WHAT YOU NEED TO DO: Present each line of the entries below that holds the word "clicks".

SOURCE RECORDS:
------------

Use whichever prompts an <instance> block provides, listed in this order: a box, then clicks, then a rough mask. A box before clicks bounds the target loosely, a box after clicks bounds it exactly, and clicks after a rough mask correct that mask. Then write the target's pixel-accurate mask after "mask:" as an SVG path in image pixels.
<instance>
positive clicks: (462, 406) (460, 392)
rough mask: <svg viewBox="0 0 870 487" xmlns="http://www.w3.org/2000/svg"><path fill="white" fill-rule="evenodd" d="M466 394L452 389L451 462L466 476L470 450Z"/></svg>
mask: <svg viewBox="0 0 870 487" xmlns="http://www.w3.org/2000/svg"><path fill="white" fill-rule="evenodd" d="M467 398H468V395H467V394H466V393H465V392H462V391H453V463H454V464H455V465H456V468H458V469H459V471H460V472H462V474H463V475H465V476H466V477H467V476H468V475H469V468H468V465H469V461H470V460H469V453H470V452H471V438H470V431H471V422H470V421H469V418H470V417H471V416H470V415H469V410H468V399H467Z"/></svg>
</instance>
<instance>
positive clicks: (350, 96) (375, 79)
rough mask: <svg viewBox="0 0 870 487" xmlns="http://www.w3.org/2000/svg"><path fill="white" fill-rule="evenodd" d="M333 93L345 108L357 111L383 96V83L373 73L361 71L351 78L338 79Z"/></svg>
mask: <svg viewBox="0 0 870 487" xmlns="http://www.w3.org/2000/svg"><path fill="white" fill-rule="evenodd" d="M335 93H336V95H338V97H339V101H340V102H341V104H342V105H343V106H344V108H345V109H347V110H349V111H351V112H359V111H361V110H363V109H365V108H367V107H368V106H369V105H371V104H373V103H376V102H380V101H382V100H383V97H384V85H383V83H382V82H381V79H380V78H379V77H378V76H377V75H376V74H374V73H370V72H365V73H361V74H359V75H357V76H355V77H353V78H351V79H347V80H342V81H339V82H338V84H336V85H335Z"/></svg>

------------

SOLVED PROBLEM:
Use whichever prompts an <instance> block provides, listed in this order: a box, then clicks, then a rough mask. A box before clicks bounds the target loosely, a box after clicks bounds it exactly, and clicks after a rough mask correct that mask. Then write the target's pixel-accurate mask after "mask:" as an SVG path in image pixels.
positive clicks: (462, 406) (460, 392)
positive clicks: (350, 96) (375, 79)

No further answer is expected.